- _WORK TASK_:
Filter the listing below down to the lines holding the word "each", and copy those lines.

- _RECORDS FOR PROCESSING_:
§

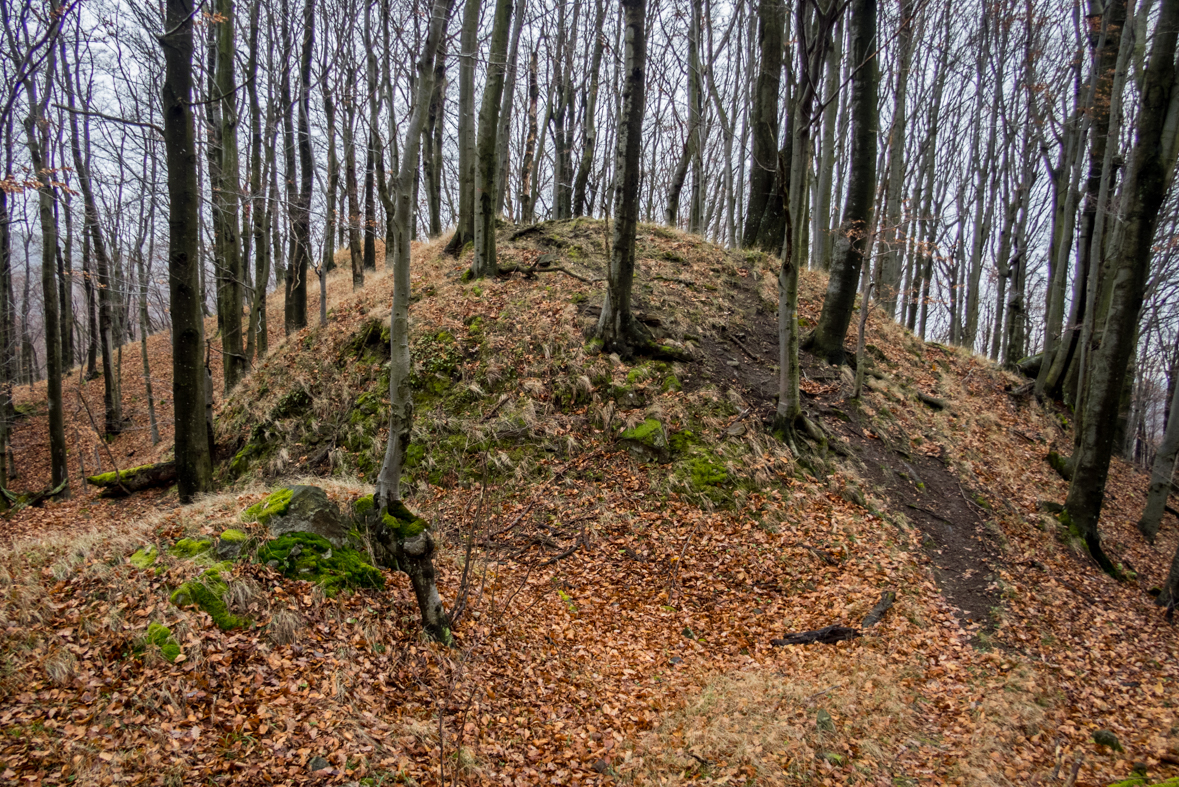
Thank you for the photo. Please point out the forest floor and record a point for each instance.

§

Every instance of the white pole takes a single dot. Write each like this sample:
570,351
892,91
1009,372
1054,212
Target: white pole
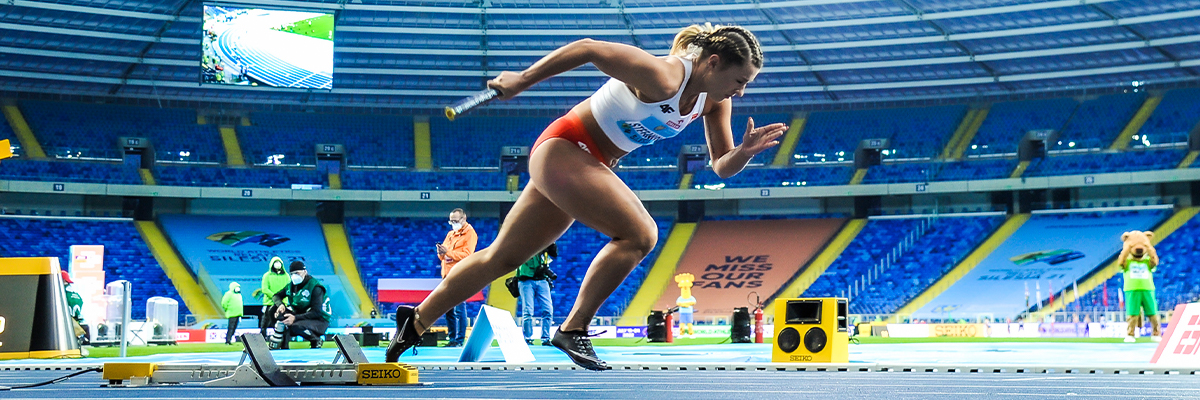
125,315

§

- _TASK SOLUTION_:
Thank you for the photo. Please point out the forest floor and record a point for each instance.
Every instance of the white pole takes a single dot. Write each like this sample:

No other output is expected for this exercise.